| Votre consigne |
Indiquez le métier du père d'Ajmal Panchoo d'après l'entretien ci-dessous.

| Texte de la page |

----

Ajmal Panchoo lors d'une rencontre avec la présidente de la République, Ameenah Gurib-Fakim.

Qu’est-ce que cela va changer pour vous ?

Côté métier, rien n’a changé. Je continue à travailler au cabinet, à me déplacer dans des centres pour handicapés et aussi, je continue les recherches. C’est vrai que maintenant je ne passe plus trop inaperçu à Lille. Je suis sollicité par beaucoup de personnes un peu partout, mais grâce à ce film, j’ai aussi l’occasion de faire connaître le handicap, de parler du polyhandicap, de mettre en avant ces êtres oubliés de l’humanité universelle et valoriser aussi les familles.

Ce film apporte une reconnaissance à mon travail, beaucoup de gens me posaient souvent la question: «Qu’est-ce que tu fais que les autres ne font pas?» Je ne pouvais l’expliquer mieux que par les images réalisées par Abdé Keta et son équipe. De plus, je me sens fier de représenter mon pays, de porter haut les valeurs inculquées par la famille, les amis, mes profs.

Que faites-vous durant votre temps libre et durant les week-ends?

Je n’ai pas beaucoup de temps libre. Je travaille beaucoup mais dès que je peux, je n’hésite pas à partir une journée à Paris manger un briyani ou aller faire un tour à Londres pour acheter des DVD de Bollywood ou à Bruxelles pour manger dans de bons restos. J’aime bien bouger et souvent, je me déplace avec les amis Français, qui à force de me côtoyer parlent même le créole aujourd’hui!

Parlez-nous de votre famille.

Je suis originaire de Brisée-Verdière. Nous sommes quatre enfants. Mon père est chauffeur d’autobus et c’est lui qui m’a inculqué les valeurs que sont le travail, la persévérance et le courage. Ma mère s’est occupée de nous et nous n’avons jamais manqué de quoi que ce soit. J’ai trois sœurs: Fazloon, Amreen et Anjum. J’ai vécu bien entouré jusqu’à mes 18 ans et puis, je suis parti en France pour les études. Ma famille a joué un rôle primordial dans mon parcours, même si je ne l’ai pas beaucoup vue au cours des 15 dernières années. J’ai la chance d’avoir des proches qui me soutiennent à fond.

Cuisinez-vous ?

Oh que oui, j’adore ça ! Au début, c’était une nécessité lorsque je suis arrivé en France et ayant vécu seul. Mais au fil du temps, c’est devenu un réel plaisir. Je cuisine des plats mauriciens: mines frits, roti, curry de poulet, etc. Il n’y a pas longtemps, j’ai même réussi un briyani.

Très souvent, j’invite mes étudiants à partager mon repas. Il y a deux ans, pour une fête à l’université, j’avais même monté un stand mauricien avec des amis. C’est incroyable, mais on avait fait et vendu plus de 3000 samoussas et des sandwichs au vindaye d’ourite!

Ajmal Panchoo : «Je prends le temps d’apprécier la bonne bouffe.»

Gourmand ou gourmet ?

Je dirais gourmet, car je prends le temps d’apprécier la bonne bouffe. Par contre, quand je suis à Maurice, je redeviens gourmand, histoire de bien apprécier les délices du pays pendant mon séjour.

----

| Données fournies |
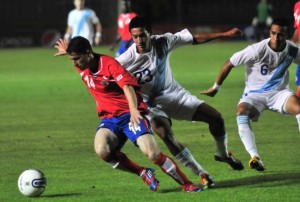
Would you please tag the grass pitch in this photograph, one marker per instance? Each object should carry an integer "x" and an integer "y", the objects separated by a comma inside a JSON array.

----

| Réponse attendue |
Il est chauffeur d'autobus.